__Цитируемый отрывок__:
<<<<

С другой стороны, были те, кто видел непреодолимую цивилизационную пропасть между немцами и турками. Процент немцев, считавших, что гастарбайтеры должны вернуться домой, вырос с 39 % в 1979 году до 60 % в 1982-м. В Берлине на стенах появились зловещие граффити: “То, что у евреев уже позади, у турок еще впереди”64. Это были годы после бума, когда уровень безработицы поднялся до 9 %; и хотя первыми, как правило, увольняли иностранцев, это не уменьшало беспокойства принимающего населения.

Политики внесли свой вклад в то, чтобы сделать гастарбайтеров козлами отпущения, ответственными за трудные времена и кризис в сфере государственных услуг. Их крестоносцем был министр внутренних дел Фридрих Циммерман, правый католик с грязным прошлым; он был замешан в скандал о взяточничестве в отношении казино и приговорен за дачу ложных показаний. В 1984 году он настаивал на том, чтобы ограничить право на воссоединение семьями с детьми в возрасте до шести лет. Он утверждал, что дети старше этого возраста не могут интегрироваться, а их приезд в страну – всего лишь предлог для получения льгот, который усилил бы давление на и без того испытывающую трудности экономику. Его коллега-либерал Ганс-Дитрих Геншер, министр иностранных дел, это предложение отверг, пригрозив уйти в отставку.

>>>>

__Исходные данные__:
<<<<

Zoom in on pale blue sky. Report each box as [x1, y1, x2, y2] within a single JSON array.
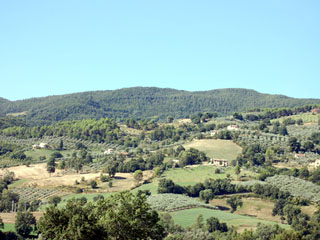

>>>>

__Постановка задачи__: Согласно отрывку, какой возрастной предел для детей предлагал установить Фридрих Циммерман в 1984 году, ограничивая право на воссоединение семей? Отвечайте, опираясь только на отрывок.

__Ответ__: Шесть лет: он настаивал на том, чтобы право на воссоединение имели только семьи с детьми в возрасте до шести лет.